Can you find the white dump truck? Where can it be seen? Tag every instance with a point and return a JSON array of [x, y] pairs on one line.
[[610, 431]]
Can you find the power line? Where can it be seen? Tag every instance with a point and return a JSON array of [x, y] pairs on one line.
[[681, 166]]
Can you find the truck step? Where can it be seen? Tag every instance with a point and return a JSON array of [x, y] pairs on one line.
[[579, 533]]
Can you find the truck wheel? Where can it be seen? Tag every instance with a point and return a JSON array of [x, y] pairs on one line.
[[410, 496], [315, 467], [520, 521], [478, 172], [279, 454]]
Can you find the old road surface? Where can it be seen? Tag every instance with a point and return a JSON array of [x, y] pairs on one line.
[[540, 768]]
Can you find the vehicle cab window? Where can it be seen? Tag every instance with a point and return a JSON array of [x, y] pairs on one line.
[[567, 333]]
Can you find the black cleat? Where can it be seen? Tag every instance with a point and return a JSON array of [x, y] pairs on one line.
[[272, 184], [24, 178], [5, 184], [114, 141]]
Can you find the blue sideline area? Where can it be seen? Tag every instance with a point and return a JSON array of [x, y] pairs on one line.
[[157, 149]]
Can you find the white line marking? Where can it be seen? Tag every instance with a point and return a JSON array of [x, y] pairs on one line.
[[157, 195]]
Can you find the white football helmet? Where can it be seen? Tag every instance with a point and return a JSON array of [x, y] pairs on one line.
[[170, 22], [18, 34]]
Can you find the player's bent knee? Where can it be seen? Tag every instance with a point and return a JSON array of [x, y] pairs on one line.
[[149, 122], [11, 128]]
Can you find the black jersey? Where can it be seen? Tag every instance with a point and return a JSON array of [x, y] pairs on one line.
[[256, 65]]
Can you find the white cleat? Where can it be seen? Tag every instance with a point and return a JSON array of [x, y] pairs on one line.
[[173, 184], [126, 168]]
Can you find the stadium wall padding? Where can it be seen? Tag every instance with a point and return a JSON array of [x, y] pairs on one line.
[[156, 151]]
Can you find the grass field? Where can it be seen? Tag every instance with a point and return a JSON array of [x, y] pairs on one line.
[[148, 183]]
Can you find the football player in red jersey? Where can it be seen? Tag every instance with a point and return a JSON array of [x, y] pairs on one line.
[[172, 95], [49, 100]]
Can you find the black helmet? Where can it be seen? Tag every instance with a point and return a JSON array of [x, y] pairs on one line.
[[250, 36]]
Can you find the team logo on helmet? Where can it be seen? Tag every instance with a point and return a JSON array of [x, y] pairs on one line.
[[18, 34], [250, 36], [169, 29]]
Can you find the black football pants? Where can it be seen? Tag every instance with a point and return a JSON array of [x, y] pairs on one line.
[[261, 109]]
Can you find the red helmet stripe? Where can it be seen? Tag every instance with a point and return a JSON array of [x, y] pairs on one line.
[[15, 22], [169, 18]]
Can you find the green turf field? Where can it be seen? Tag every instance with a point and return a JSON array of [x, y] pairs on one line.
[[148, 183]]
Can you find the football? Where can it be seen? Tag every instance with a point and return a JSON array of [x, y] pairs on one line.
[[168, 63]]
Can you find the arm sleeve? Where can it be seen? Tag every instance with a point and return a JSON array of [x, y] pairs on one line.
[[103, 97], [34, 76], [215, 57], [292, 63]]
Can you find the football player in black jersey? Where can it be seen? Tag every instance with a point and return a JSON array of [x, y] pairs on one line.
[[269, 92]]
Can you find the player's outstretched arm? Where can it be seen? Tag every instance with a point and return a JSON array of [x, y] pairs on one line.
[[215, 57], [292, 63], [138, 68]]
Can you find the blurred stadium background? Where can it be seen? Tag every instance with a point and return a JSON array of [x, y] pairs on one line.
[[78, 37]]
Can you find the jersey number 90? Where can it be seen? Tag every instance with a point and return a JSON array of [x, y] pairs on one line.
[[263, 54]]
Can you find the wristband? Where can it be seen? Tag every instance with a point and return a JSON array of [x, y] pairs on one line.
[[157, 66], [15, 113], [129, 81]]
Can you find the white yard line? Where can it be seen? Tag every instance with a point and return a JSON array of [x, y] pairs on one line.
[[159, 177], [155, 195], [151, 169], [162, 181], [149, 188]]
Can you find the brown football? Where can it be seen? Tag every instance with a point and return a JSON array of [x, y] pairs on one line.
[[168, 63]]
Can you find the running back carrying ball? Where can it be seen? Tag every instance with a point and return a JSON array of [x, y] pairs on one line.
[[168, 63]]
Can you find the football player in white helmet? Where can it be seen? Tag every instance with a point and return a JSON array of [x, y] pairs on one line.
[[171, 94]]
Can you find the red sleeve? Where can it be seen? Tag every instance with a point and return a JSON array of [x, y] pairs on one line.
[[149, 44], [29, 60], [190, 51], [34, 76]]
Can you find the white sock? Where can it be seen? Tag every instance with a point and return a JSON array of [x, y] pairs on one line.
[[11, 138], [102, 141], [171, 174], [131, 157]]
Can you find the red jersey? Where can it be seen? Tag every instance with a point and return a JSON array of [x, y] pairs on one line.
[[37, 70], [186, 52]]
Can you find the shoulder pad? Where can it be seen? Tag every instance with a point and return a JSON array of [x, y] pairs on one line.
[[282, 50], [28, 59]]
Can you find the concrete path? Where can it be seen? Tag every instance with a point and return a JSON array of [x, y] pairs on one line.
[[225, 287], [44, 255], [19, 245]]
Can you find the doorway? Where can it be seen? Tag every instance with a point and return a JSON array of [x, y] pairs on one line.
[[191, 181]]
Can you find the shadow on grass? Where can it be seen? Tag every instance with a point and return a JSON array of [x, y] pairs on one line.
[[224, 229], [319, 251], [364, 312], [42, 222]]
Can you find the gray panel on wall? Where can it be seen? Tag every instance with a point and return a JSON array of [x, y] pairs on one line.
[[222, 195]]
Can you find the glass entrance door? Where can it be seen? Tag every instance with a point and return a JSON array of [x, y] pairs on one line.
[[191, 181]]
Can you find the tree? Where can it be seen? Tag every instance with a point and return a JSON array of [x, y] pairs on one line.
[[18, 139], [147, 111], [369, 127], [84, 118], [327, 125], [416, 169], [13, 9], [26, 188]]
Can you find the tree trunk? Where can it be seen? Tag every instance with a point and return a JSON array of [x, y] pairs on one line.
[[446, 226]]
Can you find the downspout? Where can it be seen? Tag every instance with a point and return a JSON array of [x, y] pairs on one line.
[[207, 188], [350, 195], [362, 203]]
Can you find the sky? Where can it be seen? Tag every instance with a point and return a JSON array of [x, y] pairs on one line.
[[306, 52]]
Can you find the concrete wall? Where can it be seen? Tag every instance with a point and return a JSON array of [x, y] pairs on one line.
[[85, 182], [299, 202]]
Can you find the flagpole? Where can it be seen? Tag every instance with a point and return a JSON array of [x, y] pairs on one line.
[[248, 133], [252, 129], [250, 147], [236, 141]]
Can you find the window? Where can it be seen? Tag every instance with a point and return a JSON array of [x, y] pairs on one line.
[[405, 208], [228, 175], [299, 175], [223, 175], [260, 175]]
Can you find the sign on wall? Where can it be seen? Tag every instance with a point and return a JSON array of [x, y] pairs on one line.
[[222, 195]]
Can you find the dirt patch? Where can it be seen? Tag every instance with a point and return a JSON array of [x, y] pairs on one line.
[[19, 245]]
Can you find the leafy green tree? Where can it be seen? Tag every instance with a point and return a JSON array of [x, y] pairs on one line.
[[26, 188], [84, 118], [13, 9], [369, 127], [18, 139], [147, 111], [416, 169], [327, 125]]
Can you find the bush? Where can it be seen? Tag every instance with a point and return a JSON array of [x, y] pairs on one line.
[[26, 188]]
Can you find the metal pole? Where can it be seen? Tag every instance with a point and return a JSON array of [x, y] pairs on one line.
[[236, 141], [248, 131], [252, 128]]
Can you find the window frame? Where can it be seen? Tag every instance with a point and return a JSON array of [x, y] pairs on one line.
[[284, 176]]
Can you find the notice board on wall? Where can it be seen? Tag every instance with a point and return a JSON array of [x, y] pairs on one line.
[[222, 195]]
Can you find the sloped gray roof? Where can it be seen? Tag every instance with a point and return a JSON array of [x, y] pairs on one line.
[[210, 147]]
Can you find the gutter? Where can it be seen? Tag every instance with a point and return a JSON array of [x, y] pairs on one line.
--*--
:: Work task ::
Reproduce only those lines of the entries above that run from the line with "Can you find the concrete wall?" to the final line.

:: Response to this exercise ::
Can you find the concrete wall? Where can it be seen? Tag every instance with a point and return a JSON array of [x, y] pairs on one line.
[[85, 182], [299, 202]]
Can you find the flagpole? Where can it be seen? Tag every instance with a point and return a JSON array of [x, y] pairs on one line.
[[248, 133], [252, 129], [250, 147], [236, 141]]
Can you find the window? Where can it be seen? Tag every instance with a point and return a JSON array of [x, y] pairs on one line.
[[405, 208], [228, 175], [299, 175], [223, 175], [260, 175]]
Can you find the sign on wall? Where can it be seen? Tag every instance with a point and return a JSON array of [x, y] pairs on one line.
[[222, 195]]
Can you find the dirt patch? Where can it be seen? Tag every instance with a point and return a JSON array of [x, y] pairs on one line.
[[19, 245]]
Can you find the leafy green tree? Where can it be seen? Tag every instance with a point and return a JSON array of [x, y] pairs on one line.
[[26, 188], [84, 118], [13, 9], [369, 127], [18, 139], [147, 111], [416, 169], [327, 125]]
Can you find the bush? Where can it be seen? Tag every instance with a point and return a JSON array of [x, y] pairs on one line.
[[26, 188]]
Can you find the metal pole? Where can it be seen? Tag every instance with a point and return a JSON array of [x, y] pairs on one line.
[[236, 141], [248, 131], [252, 128]]
Can you find the window frame? Where can it be seen? Tag every instance with a point and return a JSON array of [x, y] pairs on one line.
[[284, 176]]
Can you find the notice board on wall? Where can it be seen? Tag every instance with a point and return a JSON array of [x, y] pairs on one line.
[[222, 195]]
Can you find the sloped gray roof? Where can it be seen? Tag every instance with a point and return a JSON array of [x, y] pairs on one line.
[[210, 147]]
Can you find the gutter? Where can it be seen? Tag every instance with a point and return a JSON array of [x, y] pairs on one line.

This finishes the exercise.